(Point annotation dataset records)

_ _ _ _ _

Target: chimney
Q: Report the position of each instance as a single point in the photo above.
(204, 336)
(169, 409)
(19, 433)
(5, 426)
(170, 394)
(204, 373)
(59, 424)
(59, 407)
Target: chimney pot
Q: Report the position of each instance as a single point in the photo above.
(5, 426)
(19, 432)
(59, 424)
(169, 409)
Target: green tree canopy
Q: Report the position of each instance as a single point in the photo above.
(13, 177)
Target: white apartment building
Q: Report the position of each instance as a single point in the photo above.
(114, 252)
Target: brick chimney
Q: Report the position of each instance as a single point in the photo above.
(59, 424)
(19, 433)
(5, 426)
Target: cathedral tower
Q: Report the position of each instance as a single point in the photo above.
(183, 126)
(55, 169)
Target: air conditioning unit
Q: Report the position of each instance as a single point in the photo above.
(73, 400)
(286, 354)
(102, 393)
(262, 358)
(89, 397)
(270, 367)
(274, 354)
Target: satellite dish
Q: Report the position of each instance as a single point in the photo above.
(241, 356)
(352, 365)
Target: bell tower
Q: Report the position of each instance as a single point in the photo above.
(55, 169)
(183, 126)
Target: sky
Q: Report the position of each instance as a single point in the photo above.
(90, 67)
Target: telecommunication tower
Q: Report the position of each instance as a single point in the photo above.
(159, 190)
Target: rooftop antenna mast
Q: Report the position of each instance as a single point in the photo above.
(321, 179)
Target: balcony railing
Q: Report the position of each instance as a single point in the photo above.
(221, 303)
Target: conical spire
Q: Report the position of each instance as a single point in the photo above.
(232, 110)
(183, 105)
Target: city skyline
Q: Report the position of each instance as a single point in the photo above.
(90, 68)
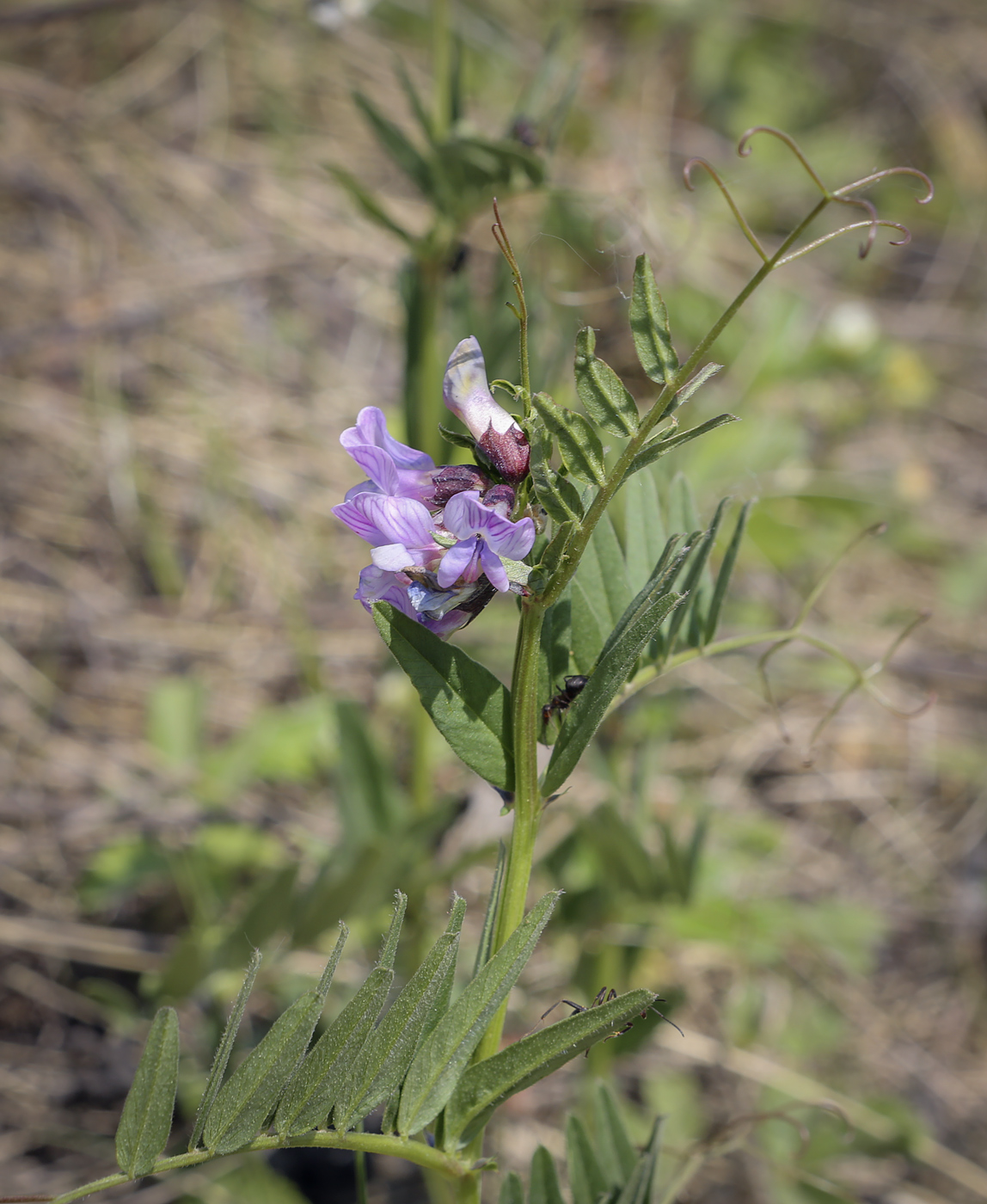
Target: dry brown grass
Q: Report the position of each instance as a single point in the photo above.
(193, 312)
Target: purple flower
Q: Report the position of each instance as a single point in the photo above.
(393, 467)
(467, 394)
(484, 538)
(379, 586)
(400, 471)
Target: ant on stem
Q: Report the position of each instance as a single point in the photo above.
(572, 688)
(604, 996)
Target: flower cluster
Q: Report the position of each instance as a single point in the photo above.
(442, 538)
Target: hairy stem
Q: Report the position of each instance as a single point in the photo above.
(369, 1143)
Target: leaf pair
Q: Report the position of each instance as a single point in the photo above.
(607, 1170)
(487, 1084)
(602, 393)
(635, 628)
(466, 702)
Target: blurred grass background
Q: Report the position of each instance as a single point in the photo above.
(205, 746)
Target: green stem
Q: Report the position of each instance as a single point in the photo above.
(527, 797)
(423, 375)
(527, 813)
(442, 71)
(369, 1143)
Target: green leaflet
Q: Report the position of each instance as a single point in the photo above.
(543, 1182)
(407, 157)
(635, 626)
(443, 1056)
(726, 572)
(599, 593)
(249, 1095)
(601, 390)
(616, 1153)
(490, 917)
(649, 327)
(466, 702)
(369, 204)
(559, 497)
(222, 1056)
(578, 442)
(695, 586)
(487, 1084)
(641, 1182)
(512, 1189)
(146, 1121)
(659, 447)
(555, 644)
(697, 382)
(586, 1180)
(457, 439)
(319, 1080)
(389, 1049)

_ _ _ _ _

Make an exact copy of all entries above, dropping the images.

Target: chimney
Q: Report the position of each instance as a single point in the photo above.
(204, 336)
(169, 409)
(19, 433)
(5, 426)
(170, 394)
(204, 373)
(59, 424)
(59, 407)
Target: chimney pot
Q: Report the position of each instance as a single point in the photo above.
(5, 426)
(19, 432)
(59, 424)
(169, 409)
Target: green tree canopy
Q: Report the position of each instance as a single point in the photo above.
(13, 177)
Target: white apartment building
Q: Report the position of each instance as a single point in the photo above.
(114, 252)
Target: brick chimney
Q: Report the position of each instance as a single point in the photo above.
(59, 424)
(19, 433)
(5, 426)
Target: cathedral tower
Q: Report the position of each instance as a single point in the photo above.
(183, 126)
(55, 169)
Target: air conditioning unit
Q: Report the position of each instance as a single point in the photo above.
(73, 400)
(286, 354)
(102, 393)
(262, 358)
(89, 397)
(270, 367)
(274, 354)
Target: satellite dish
Q: Report the position of each instance as a single point in the photo above.
(241, 356)
(352, 365)
Target: bell tower
Q: Report the position of each instance as a single point in the photo above.
(55, 169)
(183, 126)
Target: sky
Q: Report the position of each instance as a single point in the photo above.
(90, 67)
Target: telecommunication tower
Q: Report the position of each instance as a single point in the photo above.
(159, 190)
Target: rooftop antenna mast
Q: Report the position of each instance as a single point in the photo above.
(321, 179)
Target: balcony railing
Q: Report the position of each instance as a single point in the photo above.
(221, 303)
Target: conical spire
Q: Report the position of each instance as a single point in the photo above.
(232, 110)
(183, 105)
Target: city skyline
Q: Report the position of each instance as a single point in the photo above.
(90, 68)
Target: dry brown grass
Q: Report the position of each instance as a single point in the photo above.
(193, 312)
Target: purple flower
Q: Report the position of each instance as a single point in the photo above.
(393, 467)
(467, 394)
(484, 538)
(379, 586)
(400, 471)
Target: ant on stem
Q: Report the position of each instance as a single point in the photo above.
(572, 688)
(604, 996)
Target: flower cluster
Q: Report the position of each instance as a single point in the photo above.
(442, 538)
Target: hairy stem
Q: Report the position of each instance as a single point in the photo above.
(369, 1143)
Target: leaf pair
Q: Report the position of each instance as a single point in the photo above.
(607, 1170)
(487, 1084)
(602, 393)
(635, 628)
(466, 702)
Target: blurred grass background
Q: Report the position of each instance as a single point in the photo above.
(205, 746)
Target: green stem
Q: Report the position of each instance as a single point in the photo above.
(527, 797)
(423, 375)
(527, 813)
(442, 71)
(369, 1143)
Target: green leaflet
Q: Report the position of each instance as a single point in the photo above.
(543, 1182)
(407, 157)
(635, 626)
(443, 1056)
(726, 572)
(599, 593)
(249, 1095)
(601, 390)
(616, 1153)
(490, 917)
(649, 327)
(466, 702)
(369, 204)
(559, 497)
(222, 1056)
(578, 442)
(695, 586)
(487, 1084)
(641, 1182)
(512, 1189)
(146, 1121)
(659, 447)
(555, 644)
(697, 382)
(586, 1180)
(457, 439)
(319, 1080)
(389, 1049)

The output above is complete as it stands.